» **Excerpt**
● ● ●

ACTIVITY:   "The Queen of Sheba Brings Presents to King Solomon"
Materials needed:  two different spices, 9"x 12" blue construction paper, 5" x 12" light brown construction paper, 9" x 12" dark brown construction paper, scraps of leftover paper (hopefully a small piece of gold paper for everyone), crayons, scissors, glue, markers.

  1. Hand out blue paper. This is the background of blue sky.
  2. Hand out light brown paper and tear off the very top edge of the paper, so it looks like low mountains.
  3. Glue mountains onto blue paper.
  4. Hand out dark brown paper.
  5. Cut two large ovals (about as big as your fist) with one hump each, two small ovalsfor the camel's heads, two thick curves for the camels' necks, and eight small strips of dark brown paper for legs (cutting one strip in half for two tails).
  6. Cut one of the large ovals in half.
  7. Cut one strip in half and, on one end of each, cut like grass. These are camels' tails.
  8. Glue the whole large oval in the middle of the paper.

● ● ●

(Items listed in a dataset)
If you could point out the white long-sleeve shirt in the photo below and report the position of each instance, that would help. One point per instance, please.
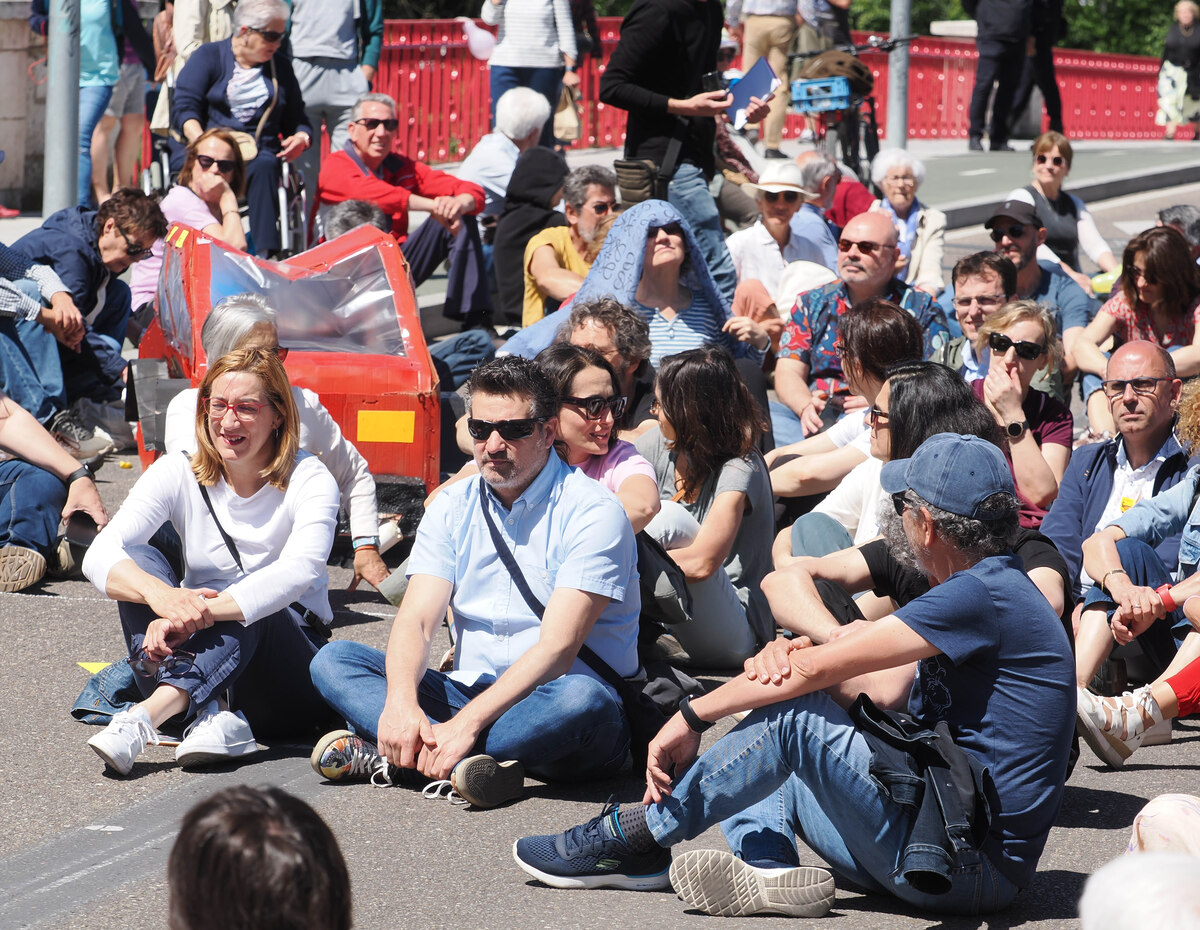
(319, 435)
(283, 538)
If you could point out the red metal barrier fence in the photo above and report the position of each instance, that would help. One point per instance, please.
(443, 91)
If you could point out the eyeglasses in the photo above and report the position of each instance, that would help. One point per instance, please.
(143, 665)
(984, 304)
(594, 407)
(132, 249)
(244, 411)
(1116, 388)
(1014, 232)
(270, 35)
(1027, 351)
(867, 249)
(509, 430)
(371, 124)
(223, 165)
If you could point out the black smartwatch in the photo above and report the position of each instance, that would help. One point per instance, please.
(690, 718)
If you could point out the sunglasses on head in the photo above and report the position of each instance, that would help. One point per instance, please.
(371, 124)
(1029, 351)
(1014, 232)
(509, 430)
(223, 165)
(594, 406)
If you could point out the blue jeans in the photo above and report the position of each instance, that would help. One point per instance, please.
(93, 102)
(30, 507)
(547, 82)
(802, 768)
(568, 730)
(264, 663)
(1163, 637)
(688, 193)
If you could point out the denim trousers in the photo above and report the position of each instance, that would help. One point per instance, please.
(688, 193)
(31, 502)
(1163, 637)
(93, 102)
(568, 730)
(264, 663)
(801, 768)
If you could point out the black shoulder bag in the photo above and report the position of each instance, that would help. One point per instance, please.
(645, 717)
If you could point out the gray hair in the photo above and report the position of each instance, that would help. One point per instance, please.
(891, 159)
(575, 187)
(352, 214)
(357, 109)
(258, 13)
(521, 111)
(231, 321)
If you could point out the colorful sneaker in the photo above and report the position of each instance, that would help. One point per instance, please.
(593, 855)
(485, 783)
(719, 883)
(123, 741)
(215, 736)
(1115, 726)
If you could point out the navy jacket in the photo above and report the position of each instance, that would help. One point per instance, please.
(201, 95)
(1083, 495)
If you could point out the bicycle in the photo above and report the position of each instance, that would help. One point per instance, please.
(835, 89)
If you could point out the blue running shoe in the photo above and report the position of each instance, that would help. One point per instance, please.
(593, 855)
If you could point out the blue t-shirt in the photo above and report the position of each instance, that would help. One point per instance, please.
(1005, 683)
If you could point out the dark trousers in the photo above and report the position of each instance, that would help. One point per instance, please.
(1000, 64)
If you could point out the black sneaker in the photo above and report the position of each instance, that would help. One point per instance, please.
(593, 855)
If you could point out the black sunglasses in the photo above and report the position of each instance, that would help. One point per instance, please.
(1027, 351)
(594, 407)
(370, 124)
(1116, 388)
(509, 430)
(223, 165)
(1014, 232)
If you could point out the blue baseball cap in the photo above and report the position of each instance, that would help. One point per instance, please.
(953, 472)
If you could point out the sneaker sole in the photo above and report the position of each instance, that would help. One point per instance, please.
(485, 783)
(721, 885)
(653, 882)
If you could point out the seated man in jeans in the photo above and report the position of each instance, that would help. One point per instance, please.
(991, 661)
(519, 697)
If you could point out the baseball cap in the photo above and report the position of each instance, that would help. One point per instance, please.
(953, 472)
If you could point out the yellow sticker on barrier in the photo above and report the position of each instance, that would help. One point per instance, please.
(387, 426)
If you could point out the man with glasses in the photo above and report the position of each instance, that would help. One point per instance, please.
(367, 169)
(519, 699)
(46, 371)
(557, 259)
(811, 387)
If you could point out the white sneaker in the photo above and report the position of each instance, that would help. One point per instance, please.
(215, 736)
(123, 739)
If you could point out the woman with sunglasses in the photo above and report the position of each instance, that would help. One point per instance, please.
(1068, 223)
(1158, 301)
(921, 229)
(211, 180)
(1017, 342)
(246, 84)
(257, 519)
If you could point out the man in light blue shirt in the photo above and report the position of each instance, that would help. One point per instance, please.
(519, 697)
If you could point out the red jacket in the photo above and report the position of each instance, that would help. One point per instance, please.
(343, 177)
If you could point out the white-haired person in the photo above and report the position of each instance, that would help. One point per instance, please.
(921, 229)
(247, 321)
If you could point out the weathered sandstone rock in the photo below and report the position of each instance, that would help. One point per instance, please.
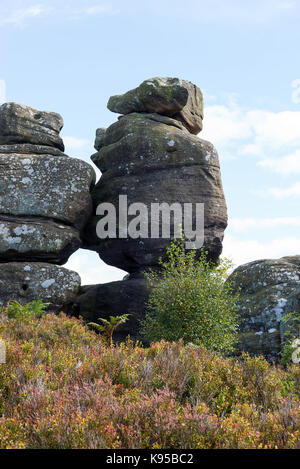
(268, 290)
(152, 158)
(23, 124)
(114, 299)
(31, 239)
(44, 185)
(173, 97)
(25, 282)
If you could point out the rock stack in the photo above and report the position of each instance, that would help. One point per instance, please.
(45, 203)
(269, 289)
(151, 155)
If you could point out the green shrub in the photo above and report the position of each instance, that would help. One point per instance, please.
(63, 387)
(191, 301)
(108, 327)
(33, 309)
(290, 349)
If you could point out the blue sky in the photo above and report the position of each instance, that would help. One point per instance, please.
(71, 56)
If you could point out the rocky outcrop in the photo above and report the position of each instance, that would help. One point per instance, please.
(269, 289)
(45, 202)
(114, 299)
(25, 282)
(22, 124)
(179, 99)
(153, 158)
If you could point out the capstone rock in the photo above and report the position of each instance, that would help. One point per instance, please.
(173, 97)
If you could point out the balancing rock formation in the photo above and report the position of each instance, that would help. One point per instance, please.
(269, 289)
(45, 202)
(152, 155)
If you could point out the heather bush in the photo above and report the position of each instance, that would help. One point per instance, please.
(63, 387)
(191, 301)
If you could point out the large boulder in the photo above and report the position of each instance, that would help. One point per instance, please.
(23, 124)
(45, 196)
(31, 239)
(115, 299)
(153, 159)
(173, 97)
(268, 289)
(25, 282)
(48, 186)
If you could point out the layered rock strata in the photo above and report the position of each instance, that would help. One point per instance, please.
(45, 203)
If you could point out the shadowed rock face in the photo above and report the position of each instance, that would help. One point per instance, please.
(153, 159)
(25, 282)
(23, 124)
(269, 289)
(113, 299)
(44, 195)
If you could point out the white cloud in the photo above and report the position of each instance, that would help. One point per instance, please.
(291, 191)
(17, 17)
(243, 251)
(74, 143)
(92, 269)
(266, 130)
(2, 91)
(289, 164)
(223, 124)
(240, 225)
(296, 93)
(100, 10)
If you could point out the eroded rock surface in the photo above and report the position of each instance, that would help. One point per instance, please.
(43, 185)
(269, 289)
(45, 196)
(173, 97)
(25, 282)
(23, 124)
(114, 299)
(31, 239)
(154, 159)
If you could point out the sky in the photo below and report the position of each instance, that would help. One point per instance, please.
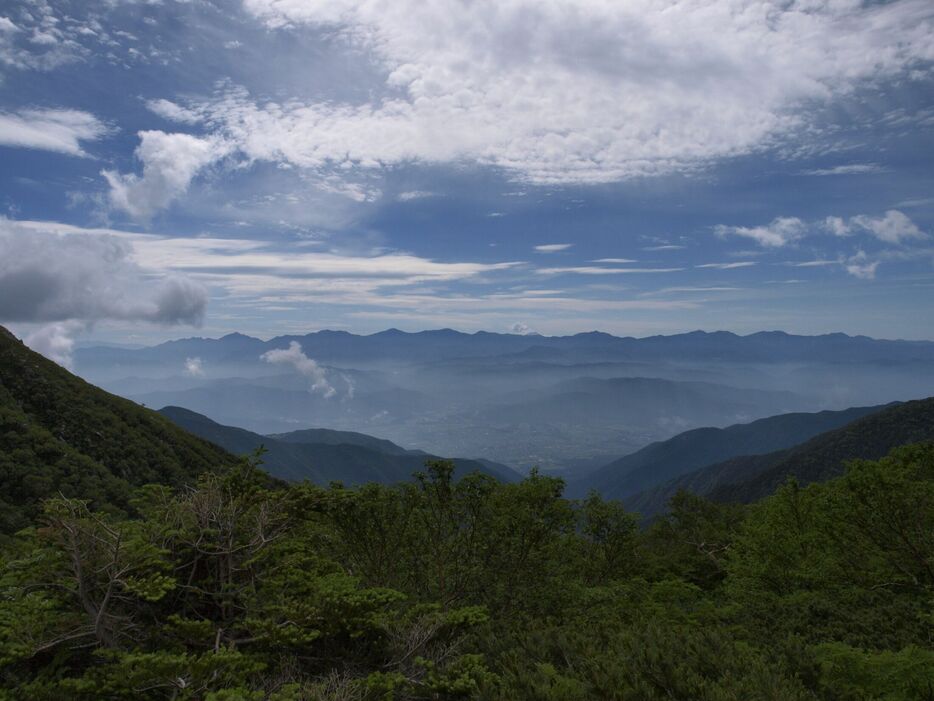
(173, 168)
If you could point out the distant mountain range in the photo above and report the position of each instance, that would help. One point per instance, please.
(323, 456)
(424, 346)
(665, 460)
(750, 477)
(61, 435)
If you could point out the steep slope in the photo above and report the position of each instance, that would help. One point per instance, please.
(59, 434)
(748, 478)
(659, 462)
(323, 462)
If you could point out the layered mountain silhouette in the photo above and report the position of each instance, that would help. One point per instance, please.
(664, 460)
(751, 477)
(61, 435)
(323, 456)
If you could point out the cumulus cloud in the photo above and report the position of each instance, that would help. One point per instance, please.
(414, 195)
(47, 276)
(893, 227)
(194, 367)
(837, 226)
(55, 341)
(295, 356)
(860, 266)
(780, 232)
(573, 92)
(50, 130)
(553, 247)
(172, 111)
(170, 162)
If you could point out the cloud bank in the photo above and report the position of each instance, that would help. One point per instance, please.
(571, 92)
(304, 365)
(75, 280)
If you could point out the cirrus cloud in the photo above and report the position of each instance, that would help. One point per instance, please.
(60, 130)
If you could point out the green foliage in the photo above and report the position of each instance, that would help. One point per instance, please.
(235, 589)
(61, 436)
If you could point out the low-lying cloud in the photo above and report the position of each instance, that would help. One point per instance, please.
(71, 281)
(295, 357)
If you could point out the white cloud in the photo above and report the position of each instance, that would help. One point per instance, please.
(780, 232)
(50, 130)
(304, 365)
(575, 92)
(728, 266)
(55, 341)
(522, 329)
(837, 226)
(894, 227)
(598, 270)
(819, 263)
(861, 267)
(170, 162)
(172, 111)
(413, 195)
(48, 276)
(553, 247)
(852, 169)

● ● ●

» **Written exercise 1**
From the Queen of Sheba activity, return the passage word for word, beginning at the words "Materials needed:  two" and stopping after "are camels' tails.".
» **Written exercise 2**
Answer these questions about the Queen of Sheba activity:
(a) What size is the light brown construction paper?
(b) What does the blue paper serve as?
(c) Where is the whole large oval glued?
» **Written exercise 3**
Turn the paragraph of the Queen of Sheba activity that starts "Materials needed:" into a bulleted list.
These records were taken from a separate source.

» **Correct answer 1**
Materials needed:  two different spices, 9"x 12" blue construction paper, 5" x 12" light brown construction paper, 9" x 12" dark brown construction paper, scraps of leftover paper (hopefully a small piece of gold paper for everyone), crayons, scissors, glue, markers.

  1. Hand out blue paper. This is the background of blue sky.
  2. Hand out light brown paper and tear off the very top edge of the paper, so it looks like low mountains.
  3. Glue mountains onto blue paper.
  4. Hand out dark brown paper.
  5. Cut two large ovals (about as big as your fist) with one hump each, two small ovalsfor the camel's heads, two thick curves for the camels' necks, and eight small strips of dark brown paper for legs (cutting one strip in half for two tails).
  6. Cut one of the large ovals in half.
  7. Cut one strip in half and, on one end of each, cut like grass. These are camels' tails.

» **Correct answer 2**
(a) 5" x 12"
(b) The background of blue sky
(c) In the middle of the paper

» **Correct answer 3**
- Two different spices
- 9" x 12" blue construction paper
- 5" x 12" light brown construction paper
- 9" x 12" dark brown construction paper
- Scraps of leftover paper, ideally with a small piece of gold paper for everyone
- Crayons
- Scissors
- Glue
- Markers